■ OBJECTIVE: Count the lines below that contain the string "steering" and reply with that number alone.

┏━━

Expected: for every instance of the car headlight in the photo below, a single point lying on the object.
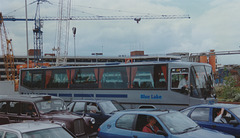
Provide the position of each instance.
(92, 120)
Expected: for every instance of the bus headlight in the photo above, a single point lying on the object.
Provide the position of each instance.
(92, 120)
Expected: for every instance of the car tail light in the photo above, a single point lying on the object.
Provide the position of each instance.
(79, 127)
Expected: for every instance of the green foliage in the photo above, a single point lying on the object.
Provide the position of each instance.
(229, 91)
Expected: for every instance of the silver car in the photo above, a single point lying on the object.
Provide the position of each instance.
(34, 130)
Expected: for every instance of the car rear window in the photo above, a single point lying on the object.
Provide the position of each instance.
(200, 114)
(125, 121)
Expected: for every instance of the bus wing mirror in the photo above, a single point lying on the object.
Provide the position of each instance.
(160, 132)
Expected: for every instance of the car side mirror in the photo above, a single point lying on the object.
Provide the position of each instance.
(234, 123)
(160, 132)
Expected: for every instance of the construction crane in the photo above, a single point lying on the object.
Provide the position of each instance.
(7, 51)
(68, 18)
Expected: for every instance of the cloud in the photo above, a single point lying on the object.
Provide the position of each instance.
(213, 25)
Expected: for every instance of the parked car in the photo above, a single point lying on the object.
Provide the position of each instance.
(34, 130)
(100, 110)
(205, 114)
(17, 108)
(172, 124)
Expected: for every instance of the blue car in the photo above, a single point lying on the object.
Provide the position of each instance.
(205, 115)
(171, 124)
(100, 110)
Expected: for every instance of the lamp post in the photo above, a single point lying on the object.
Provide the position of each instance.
(27, 32)
(97, 55)
(74, 29)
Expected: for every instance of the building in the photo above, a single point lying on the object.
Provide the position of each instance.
(85, 60)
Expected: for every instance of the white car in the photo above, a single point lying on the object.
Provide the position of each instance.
(34, 130)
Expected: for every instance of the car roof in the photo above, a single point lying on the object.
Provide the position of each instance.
(27, 98)
(97, 101)
(146, 111)
(217, 105)
(28, 126)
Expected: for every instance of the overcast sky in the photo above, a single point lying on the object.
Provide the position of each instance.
(214, 24)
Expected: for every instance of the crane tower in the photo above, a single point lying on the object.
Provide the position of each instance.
(64, 9)
(7, 51)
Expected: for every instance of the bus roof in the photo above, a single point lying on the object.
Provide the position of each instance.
(114, 64)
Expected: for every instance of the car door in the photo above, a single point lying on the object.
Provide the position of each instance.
(123, 126)
(13, 111)
(225, 127)
(141, 121)
(94, 111)
(201, 116)
(24, 112)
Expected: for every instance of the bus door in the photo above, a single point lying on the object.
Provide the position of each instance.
(180, 84)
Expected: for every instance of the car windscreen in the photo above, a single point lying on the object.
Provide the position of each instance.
(178, 123)
(108, 107)
(50, 105)
(236, 111)
(48, 133)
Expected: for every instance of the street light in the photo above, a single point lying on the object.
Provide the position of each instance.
(97, 55)
(74, 29)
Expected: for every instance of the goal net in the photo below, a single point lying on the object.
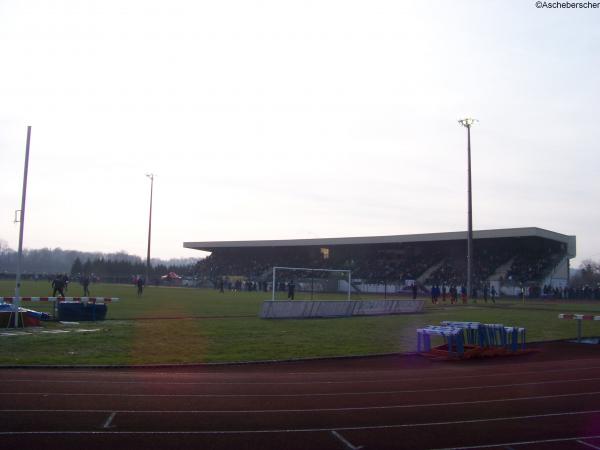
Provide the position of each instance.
(303, 283)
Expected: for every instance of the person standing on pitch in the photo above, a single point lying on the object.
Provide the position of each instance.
(58, 285)
(85, 282)
(140, 285)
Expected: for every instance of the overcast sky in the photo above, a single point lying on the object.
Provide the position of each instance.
(280, 119)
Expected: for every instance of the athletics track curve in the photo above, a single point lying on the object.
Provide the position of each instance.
(545, 400)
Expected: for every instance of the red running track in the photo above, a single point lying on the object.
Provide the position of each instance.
(545, 400)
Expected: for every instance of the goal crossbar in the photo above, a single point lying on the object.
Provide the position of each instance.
(312, 270)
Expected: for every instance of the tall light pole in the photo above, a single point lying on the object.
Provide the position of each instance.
(21, 228)
(467, 123)
(151, 176)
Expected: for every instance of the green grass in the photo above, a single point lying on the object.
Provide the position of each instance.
(180, 325)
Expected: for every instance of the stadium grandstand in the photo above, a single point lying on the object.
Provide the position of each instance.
(504, 258)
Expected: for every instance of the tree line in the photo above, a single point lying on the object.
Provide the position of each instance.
(73, 262)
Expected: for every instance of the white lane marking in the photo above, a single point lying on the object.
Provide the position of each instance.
(108, 422)
(313, 430)
(355, 408)
(541, 441)
(344, 441)
(141, 380)
(588, 444)
(325, 394)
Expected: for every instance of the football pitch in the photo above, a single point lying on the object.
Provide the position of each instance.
(172, 325)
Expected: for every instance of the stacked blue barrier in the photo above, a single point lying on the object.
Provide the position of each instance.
(478, 336)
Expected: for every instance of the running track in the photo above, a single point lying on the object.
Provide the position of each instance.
(545, 400)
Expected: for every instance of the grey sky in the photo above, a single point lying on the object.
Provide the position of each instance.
(271, 119)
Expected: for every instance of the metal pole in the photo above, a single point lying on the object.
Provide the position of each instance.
(273, 287)
(349, 284)
(21, 227)
(470, 213)
(151, 176)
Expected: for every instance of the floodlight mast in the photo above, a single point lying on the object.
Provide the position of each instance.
(21, 229)
(151, 176)
(467, 123)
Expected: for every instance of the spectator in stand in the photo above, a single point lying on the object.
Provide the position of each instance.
(463, 294)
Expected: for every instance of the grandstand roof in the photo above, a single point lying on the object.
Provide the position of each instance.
(397, 239)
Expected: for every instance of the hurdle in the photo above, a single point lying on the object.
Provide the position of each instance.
(578, 318)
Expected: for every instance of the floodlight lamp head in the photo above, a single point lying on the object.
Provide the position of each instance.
(467, 122)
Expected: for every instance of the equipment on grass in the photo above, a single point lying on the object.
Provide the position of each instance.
(466, 340)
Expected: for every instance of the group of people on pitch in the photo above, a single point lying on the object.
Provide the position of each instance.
(452, 293)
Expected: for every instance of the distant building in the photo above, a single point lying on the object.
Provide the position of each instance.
(504, 257)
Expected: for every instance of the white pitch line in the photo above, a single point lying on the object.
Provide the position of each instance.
(108, 422)
(132, 372)
(541, 441)
(324, 394)
(588, 444)
(313, 430)
(257, 383)
(356, 408)
(346, 442)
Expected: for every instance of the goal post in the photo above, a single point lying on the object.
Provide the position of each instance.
(312, 271)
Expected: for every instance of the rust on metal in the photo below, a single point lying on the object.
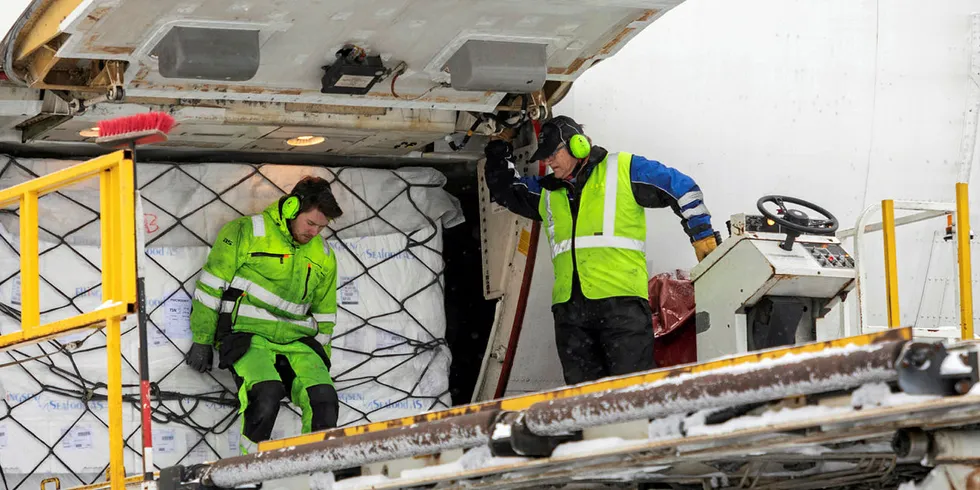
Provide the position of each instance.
(333, 454)
(831, 370)
(113, 49)
(973, 480)
(524, 401)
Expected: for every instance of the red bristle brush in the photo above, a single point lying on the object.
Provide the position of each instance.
(127, 132)
(139, 129)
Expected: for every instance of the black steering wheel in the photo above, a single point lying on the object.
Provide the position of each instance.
(796, 222)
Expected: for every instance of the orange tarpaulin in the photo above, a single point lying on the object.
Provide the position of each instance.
(672, 307)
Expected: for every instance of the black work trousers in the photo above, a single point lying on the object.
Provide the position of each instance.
(603, 337)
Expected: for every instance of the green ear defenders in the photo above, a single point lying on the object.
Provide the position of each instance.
(291, 207)
(579, 146)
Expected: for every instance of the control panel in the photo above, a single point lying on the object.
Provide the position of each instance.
(829, 255)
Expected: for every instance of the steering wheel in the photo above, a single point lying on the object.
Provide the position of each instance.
(796, 221)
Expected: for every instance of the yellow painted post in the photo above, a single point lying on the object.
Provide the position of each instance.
(127, 231)
(111, 290)
(117, 472)
(891, 266)
(108, 234)
(30, 303)
(963, 258)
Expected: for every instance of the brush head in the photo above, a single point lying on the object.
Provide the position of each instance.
(138, 129)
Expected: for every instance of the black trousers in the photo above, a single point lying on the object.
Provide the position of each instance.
(603, 337)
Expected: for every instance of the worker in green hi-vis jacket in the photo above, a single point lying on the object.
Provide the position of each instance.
(267, 300)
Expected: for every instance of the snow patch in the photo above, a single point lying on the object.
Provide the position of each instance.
(588, 447)
(870, 395)
(108, 304)
(769, 418)
(953, 364)
(322, 480)
(501, 431)
(909, 485)
(453, 468)
(668, 427)
(810, 450)
(358, 482)
(474, 459)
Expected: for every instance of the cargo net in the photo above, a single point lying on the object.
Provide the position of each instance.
(390, 357)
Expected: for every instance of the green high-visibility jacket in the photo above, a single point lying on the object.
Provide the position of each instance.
(289, 290)
(606, 242)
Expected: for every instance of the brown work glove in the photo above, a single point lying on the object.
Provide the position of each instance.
(704, 246)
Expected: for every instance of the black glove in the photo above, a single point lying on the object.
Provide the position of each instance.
(498, 152)
(200, 357)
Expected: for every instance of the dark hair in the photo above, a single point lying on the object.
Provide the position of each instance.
(315, 192)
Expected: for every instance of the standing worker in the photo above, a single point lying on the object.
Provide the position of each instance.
(267, 299)
(593, 208)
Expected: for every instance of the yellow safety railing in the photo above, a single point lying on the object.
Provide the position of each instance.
(963, 258)
(117, 211)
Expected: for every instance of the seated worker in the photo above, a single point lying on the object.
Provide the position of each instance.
(267, 299)
(593, 209)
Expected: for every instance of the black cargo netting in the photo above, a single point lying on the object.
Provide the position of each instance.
(54, 372)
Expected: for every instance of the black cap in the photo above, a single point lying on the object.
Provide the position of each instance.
(555, 134)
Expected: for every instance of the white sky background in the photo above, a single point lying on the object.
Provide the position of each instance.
(9, 13)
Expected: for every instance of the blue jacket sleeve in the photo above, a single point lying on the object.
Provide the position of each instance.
(520, 195)
(656, 185)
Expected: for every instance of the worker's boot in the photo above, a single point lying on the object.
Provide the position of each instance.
(260, 414)
(324, 405)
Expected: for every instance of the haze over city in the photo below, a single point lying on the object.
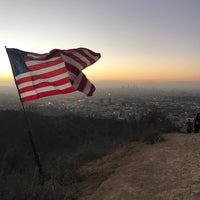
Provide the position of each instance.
(139, 40)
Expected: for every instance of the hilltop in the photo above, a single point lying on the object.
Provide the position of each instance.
(164, 171)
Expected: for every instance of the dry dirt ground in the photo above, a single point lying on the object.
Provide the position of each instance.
(169, 170)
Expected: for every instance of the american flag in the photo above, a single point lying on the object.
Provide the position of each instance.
(56, 72)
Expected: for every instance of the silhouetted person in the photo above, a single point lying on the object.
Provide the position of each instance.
(189, 125)
(197, 123)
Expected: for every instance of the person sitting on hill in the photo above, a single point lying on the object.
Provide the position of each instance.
(197, 123)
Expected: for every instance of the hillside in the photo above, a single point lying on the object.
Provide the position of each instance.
(167, 170)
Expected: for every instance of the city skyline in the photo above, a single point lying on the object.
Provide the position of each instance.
(139, 40)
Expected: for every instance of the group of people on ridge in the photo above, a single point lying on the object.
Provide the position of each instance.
(195, 125)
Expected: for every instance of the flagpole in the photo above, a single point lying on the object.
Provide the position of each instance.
(40, 169)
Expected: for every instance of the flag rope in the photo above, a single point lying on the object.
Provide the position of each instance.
(30, 135)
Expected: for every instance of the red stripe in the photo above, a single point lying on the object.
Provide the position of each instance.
(49, 93)
(72, 69)
(42, 76)
(92, 89)
(82, 84)
(44, 84)
(45, 65)
(77, 59)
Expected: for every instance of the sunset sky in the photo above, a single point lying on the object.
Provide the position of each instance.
(139, 40)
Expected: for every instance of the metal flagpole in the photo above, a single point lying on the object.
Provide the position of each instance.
(40, 170)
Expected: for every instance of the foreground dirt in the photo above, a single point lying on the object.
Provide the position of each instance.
(168, 170)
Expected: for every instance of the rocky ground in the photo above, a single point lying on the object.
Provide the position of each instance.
(168, 170)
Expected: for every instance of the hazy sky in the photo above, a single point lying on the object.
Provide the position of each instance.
(138, 39)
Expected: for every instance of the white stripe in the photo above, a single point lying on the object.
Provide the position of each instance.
(83, 58)
(87, 87)
(90, 55)
(77, 80)
(38, 62)
(72, 62)
(40, 56)
(40, 71)
(49, 80)
(45, 89)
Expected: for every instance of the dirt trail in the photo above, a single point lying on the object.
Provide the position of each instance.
(168, 170)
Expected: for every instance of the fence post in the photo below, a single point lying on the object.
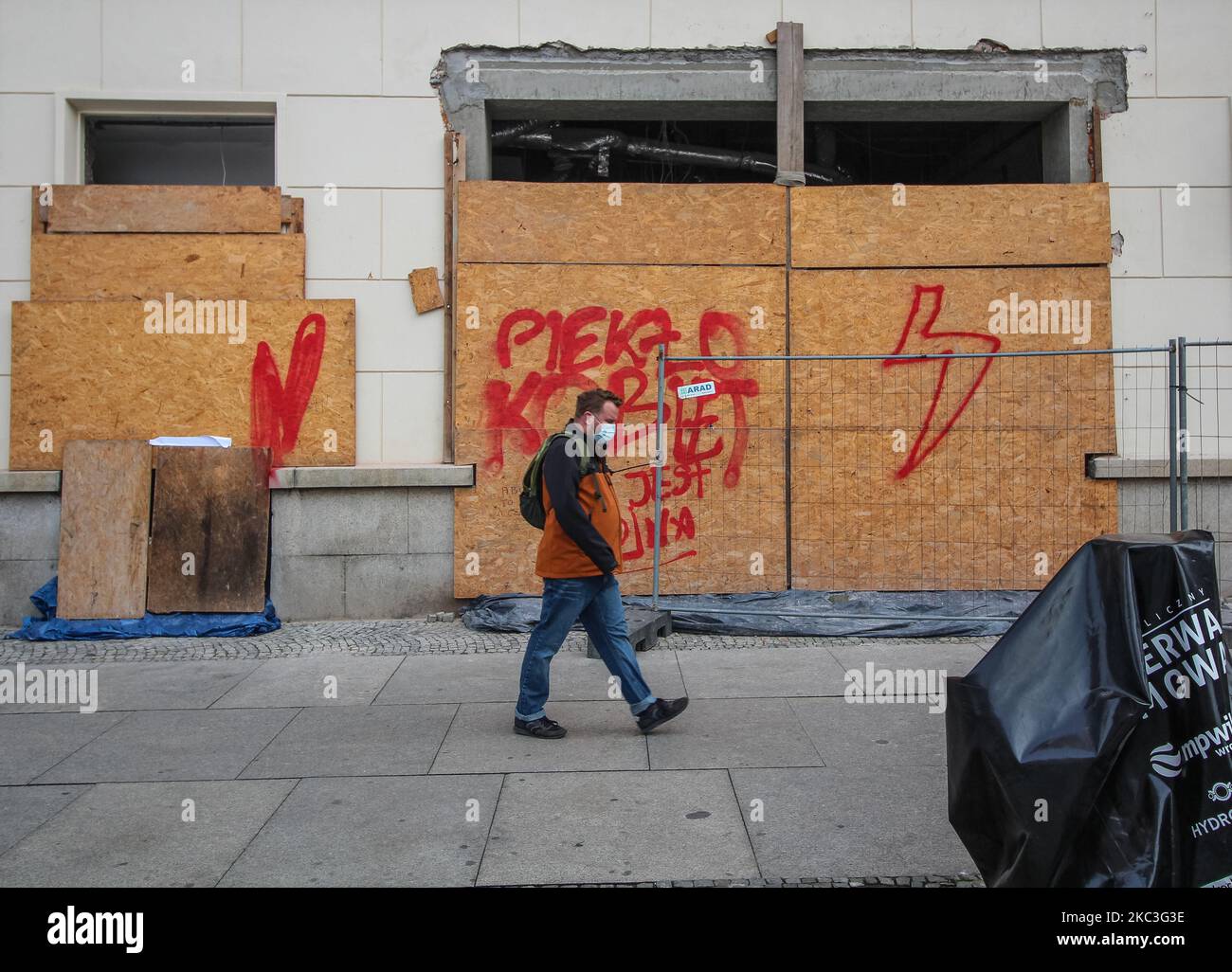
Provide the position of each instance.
(660, 455)
(1183, 433)
(1173, 466)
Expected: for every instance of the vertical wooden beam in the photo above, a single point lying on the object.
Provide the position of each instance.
(789, 79)
(1096, 146)
(455, 171)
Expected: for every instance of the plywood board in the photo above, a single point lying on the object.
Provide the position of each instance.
(105, 508)
(87, 369)
(621, 224)
(902, 480)
(545, 333)
(426, 290)
(164, 209)
(950, 225)
(123, 266)
(209, 532)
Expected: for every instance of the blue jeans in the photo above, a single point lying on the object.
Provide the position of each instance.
(596, 602)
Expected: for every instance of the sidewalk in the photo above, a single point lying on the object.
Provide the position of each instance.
(413, 775)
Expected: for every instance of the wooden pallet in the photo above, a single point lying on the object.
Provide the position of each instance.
(644, 630)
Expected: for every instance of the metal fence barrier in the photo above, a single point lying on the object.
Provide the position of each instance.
(985, 451)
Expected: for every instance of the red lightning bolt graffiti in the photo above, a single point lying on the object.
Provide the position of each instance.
(951, 345)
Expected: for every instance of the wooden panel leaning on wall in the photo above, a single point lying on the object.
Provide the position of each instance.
(209, 530)
(105, 509)
(278, 373)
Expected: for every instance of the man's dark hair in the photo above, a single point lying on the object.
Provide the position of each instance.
(592, 401)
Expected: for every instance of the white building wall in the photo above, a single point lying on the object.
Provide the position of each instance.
(358, 114)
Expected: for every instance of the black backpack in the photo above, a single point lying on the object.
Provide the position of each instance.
(531, 499)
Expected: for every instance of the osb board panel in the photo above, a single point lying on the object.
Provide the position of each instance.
(105, 509)
(950, 225)
(883, 495)
(546, 333)
(164, 209)
(89, 369)
(121, 266)
(549, 224)
(209, 531)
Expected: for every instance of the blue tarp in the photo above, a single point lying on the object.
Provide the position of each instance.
(221, 624)
(900, 614)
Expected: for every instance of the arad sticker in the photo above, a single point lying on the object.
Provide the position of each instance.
(697, 390)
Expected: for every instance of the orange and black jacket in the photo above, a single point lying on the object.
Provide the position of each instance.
(582, 531)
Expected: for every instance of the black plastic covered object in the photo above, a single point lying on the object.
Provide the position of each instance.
(1092, 747)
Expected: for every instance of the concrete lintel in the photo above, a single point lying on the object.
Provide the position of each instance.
(1116, 467)
(561, 73)
(559, 81)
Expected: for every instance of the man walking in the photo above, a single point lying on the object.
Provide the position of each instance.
(578, 558)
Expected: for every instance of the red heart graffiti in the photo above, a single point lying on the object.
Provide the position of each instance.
(278, 409)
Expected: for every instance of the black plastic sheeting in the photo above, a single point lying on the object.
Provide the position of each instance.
(811, 612)
(1091, 747)
(216, 624)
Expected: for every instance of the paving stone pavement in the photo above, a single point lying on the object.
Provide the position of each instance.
(382, 754)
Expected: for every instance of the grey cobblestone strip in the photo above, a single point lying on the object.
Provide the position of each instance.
(389, 637)
(923, 881)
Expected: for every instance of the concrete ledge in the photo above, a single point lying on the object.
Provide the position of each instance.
(294, 477)
(1115, 467)
(33, 480)
(360, 477)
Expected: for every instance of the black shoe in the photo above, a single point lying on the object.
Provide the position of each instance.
(661, 711)
(542, 727)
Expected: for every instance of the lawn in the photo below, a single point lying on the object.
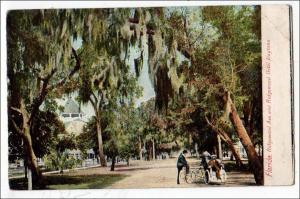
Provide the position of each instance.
(71, 182)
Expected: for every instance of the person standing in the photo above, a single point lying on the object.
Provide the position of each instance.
(181, 162)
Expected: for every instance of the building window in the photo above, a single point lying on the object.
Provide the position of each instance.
(65, 115)
(74, 115)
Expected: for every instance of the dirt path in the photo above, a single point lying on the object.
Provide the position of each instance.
(159, 174)
(163, 174)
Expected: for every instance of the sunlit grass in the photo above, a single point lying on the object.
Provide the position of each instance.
(71, 182)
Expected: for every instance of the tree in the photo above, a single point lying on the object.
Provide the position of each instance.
(40, 61)
(58, 157)
(231, 47)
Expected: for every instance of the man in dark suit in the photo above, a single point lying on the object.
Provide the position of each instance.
(181, 162)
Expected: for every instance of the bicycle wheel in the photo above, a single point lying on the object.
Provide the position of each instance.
(206, 177)
(182, 175)
(202, 176)
(194, 176)
(189, 178)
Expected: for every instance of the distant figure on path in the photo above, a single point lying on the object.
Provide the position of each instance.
(181, 162)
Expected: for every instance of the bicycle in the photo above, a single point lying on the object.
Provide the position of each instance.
(186, 176)
(198, 174)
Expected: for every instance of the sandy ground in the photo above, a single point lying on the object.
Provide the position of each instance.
(159, 174)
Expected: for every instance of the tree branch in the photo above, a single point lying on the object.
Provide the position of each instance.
(16, 109)
(16, 127)
(45, 87)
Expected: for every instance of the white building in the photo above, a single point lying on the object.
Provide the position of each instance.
(74, 120)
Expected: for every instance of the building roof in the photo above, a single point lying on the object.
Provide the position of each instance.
(72, 107)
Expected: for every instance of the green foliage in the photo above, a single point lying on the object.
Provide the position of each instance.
(59, 157)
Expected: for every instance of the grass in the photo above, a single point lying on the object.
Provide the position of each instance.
(231, 166)
(71, 182)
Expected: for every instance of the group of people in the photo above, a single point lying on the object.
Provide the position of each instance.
(207, 161)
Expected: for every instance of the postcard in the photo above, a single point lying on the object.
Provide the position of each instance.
(149, 97)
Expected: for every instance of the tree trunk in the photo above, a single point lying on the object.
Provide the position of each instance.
(220, 154)
(29, 179)
(153, 148)
(113, 162)
(140, 148)
(36, 175)
(100, 143)
(255, 164)
(128, 163)
(220, 132)
(25, 167)
(230, 144)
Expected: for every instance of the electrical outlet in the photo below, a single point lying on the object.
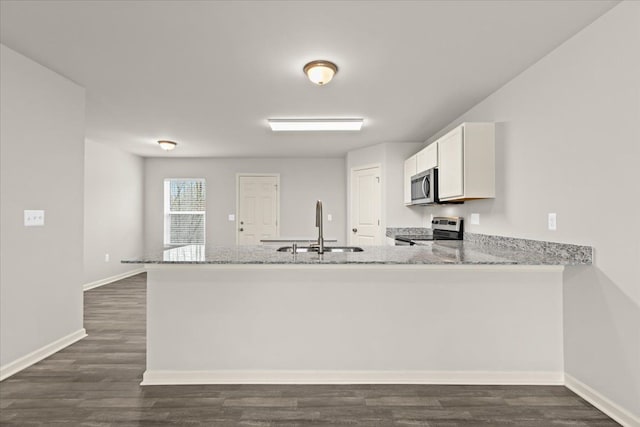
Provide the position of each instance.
(33, 218)
(552, 222)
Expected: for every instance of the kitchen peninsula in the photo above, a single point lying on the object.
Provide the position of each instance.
(445, 312)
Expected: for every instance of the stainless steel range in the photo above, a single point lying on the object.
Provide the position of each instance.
(442, 228)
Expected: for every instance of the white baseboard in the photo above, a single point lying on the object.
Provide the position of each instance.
(166, 377)
(613, 410)
(43, 352)
(111, 279)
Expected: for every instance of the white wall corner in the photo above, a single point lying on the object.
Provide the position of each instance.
(613, 410)
(42, 353)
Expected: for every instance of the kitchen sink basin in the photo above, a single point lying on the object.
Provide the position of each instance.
(302, 249)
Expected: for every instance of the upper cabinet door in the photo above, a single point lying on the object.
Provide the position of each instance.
(451, 164)
(427, 158)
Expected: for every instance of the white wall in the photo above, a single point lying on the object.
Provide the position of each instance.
(568, 132)
(302, 182)
(113, 210)
(42, 149)
(390, 157)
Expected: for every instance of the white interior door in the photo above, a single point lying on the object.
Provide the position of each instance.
(366, 194)
(258, 207)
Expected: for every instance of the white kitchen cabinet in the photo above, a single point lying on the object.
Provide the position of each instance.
(466, 163)
(409, 170)
(427, 158)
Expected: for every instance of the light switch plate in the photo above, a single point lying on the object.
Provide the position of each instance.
(33, 218)
(552, 222)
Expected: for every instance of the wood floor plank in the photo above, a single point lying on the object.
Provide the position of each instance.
(96, 382)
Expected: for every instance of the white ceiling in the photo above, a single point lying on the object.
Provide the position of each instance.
(210, 74)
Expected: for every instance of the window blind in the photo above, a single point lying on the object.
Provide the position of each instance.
(185, 201)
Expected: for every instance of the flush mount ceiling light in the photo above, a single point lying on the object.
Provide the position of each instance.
(167, 145)
(315, 124)
(320, 72)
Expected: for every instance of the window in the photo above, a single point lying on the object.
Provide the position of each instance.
(184, 211)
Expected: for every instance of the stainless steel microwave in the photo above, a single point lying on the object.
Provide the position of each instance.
(424, 187)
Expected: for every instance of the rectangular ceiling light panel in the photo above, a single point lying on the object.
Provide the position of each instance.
(315, 124)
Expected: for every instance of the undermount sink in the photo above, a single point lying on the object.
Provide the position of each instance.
(301, 249)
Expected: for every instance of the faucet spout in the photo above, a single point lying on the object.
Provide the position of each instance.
(319, 225)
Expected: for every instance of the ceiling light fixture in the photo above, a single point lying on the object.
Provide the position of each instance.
(315, 124)
(320, 72)
(167, 145)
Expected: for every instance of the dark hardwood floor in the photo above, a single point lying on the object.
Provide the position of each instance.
(95, 382)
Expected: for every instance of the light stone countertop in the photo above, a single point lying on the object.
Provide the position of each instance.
(428, 253)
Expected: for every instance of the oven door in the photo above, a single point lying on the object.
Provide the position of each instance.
(423, 188)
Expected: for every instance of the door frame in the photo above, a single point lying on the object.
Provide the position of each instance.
(251, 174)
(350, 219)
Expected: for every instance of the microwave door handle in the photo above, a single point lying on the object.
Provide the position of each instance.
(424, 188)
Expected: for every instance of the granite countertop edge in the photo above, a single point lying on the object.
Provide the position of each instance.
(473, 251)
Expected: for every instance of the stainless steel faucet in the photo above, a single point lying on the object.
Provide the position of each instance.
(319, 225)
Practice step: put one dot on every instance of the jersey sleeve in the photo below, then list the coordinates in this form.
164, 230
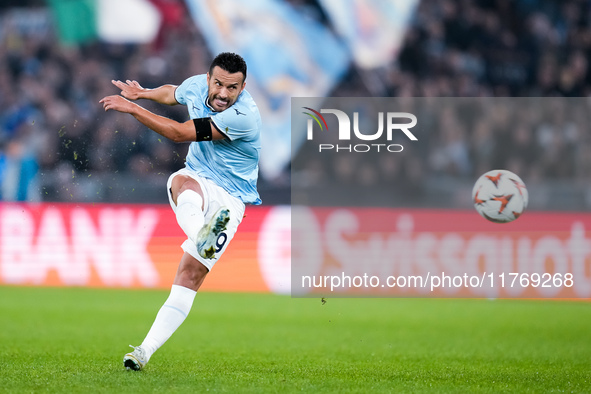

┗━━

■ RESULT OF THE TASK: 2